# [DOCUMENT PASSAGE]
In regard to the EEC I should like to support the request by the leader and other members of our Party for a debate on this subject, a debate which I am sure the Minister for External Affairs will be inclined to accord in the same spirit as the Minister for Labour has given us an admirable and instructive survey of the work of his Department. The Minister for External Affairs should also take us into his confidence as far as he can about what is happening in this area because I think the public are somewhat confused about it. The Minister has gone on television and spoken to the public in general about this. None of us wants to discourage that development; it is good that Ministers should go on television as much as possible and take the public at large also into their confidence. That is very welcome but what would not be welcome would be if this method of procedure should become a substitute for taking the House into the confidence of Ministers and telling us here what is happening. I hope we shall have an opportunity of considering this matter in detail with the appropriate information. There seem to be some contradictions or possible contradictions here. The Taoiseach told us not long ago in response to questions from these benches that the Government have no intention of entering NATO or, he added—and it was an important addition, perhaps, not sufficiently noticed at the time— any other kind of military alliance. Yet, the Minister for External Affairs in his television broadcast seemed to imply that there would be military commitments here. We should like to know the outline of what is involved and have an opportunity of discussing it.

Dataset excerpt
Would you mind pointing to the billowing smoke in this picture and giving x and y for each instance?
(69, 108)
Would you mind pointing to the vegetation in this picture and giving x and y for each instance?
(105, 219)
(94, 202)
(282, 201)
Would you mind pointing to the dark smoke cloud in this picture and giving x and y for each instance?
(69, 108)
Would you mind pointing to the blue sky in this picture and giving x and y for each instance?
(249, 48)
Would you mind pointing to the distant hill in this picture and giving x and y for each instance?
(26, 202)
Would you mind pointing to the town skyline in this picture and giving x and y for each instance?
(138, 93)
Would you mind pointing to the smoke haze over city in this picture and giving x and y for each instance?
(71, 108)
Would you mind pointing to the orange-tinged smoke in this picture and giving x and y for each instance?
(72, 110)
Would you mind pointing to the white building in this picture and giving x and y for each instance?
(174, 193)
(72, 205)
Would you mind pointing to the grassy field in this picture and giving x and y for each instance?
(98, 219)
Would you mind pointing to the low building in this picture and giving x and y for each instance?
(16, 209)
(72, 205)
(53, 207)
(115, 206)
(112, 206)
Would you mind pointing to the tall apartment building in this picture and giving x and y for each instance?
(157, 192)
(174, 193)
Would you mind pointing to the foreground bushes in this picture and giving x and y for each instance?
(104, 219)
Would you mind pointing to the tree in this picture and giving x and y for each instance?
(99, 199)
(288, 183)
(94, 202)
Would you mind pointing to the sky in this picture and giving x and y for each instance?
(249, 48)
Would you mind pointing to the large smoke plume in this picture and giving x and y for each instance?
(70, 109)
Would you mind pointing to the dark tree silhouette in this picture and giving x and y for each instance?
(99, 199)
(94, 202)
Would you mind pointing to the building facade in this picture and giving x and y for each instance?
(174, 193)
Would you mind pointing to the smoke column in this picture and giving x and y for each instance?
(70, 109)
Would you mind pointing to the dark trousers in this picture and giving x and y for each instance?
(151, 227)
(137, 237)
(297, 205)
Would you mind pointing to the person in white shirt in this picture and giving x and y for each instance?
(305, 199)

# [TASK GOAL]
Resume the parliamentary speech on the EEC, picking up after its last sentence. These entries were drawn from a separate source.

# [SOLVED EXERCISE]
Another aspect of that which I should like to hear about and discuss is the whole style and approach within which we hope to operate inside EEC, if we are admitted, because anyone with experience of international organisations or groupings, such as OEEC in the old days, knows that within the membership of such organisations there is room for different kinds of emphasis and different styles of approach. For example, in European groupings generally the approach and emphasis of the Scandinavian countries have been slightly distinct from those of other countries and even a small country within such a grouping has an opportunity to make its character, its geographical position, its tradition and its national outlook generally felt. There has been a fear in some quarters that our Government are approaching this matter in too much of a passive spirit of "we must accept anything in order to get in and we shall do anything we are told when we are in". That may be a distortion of the position. I hope it is, but this is the kind of thing we hope to hear about and debate fully when the Dáil resumes.

When the leader and other members of the Labour Party tried to raise the matter of housing, when we tabled a motion to declare a national housing emergency and were provided with a limited amount of time for discussion, it was very much pooh-poohed. It was treated as a kind of stunt and we had the alarming and deplorable spectacle of a concerted attempt being made to howl down the leader of the Labour Party when he was using the limited time at his disposal to say what we felt was important on this question. That was extremely regrettable and I hope it will never recur. I speak as a Deputy from a part of Dublin where there is a large number of housing estates and also large numbers of extremely badly-housed people.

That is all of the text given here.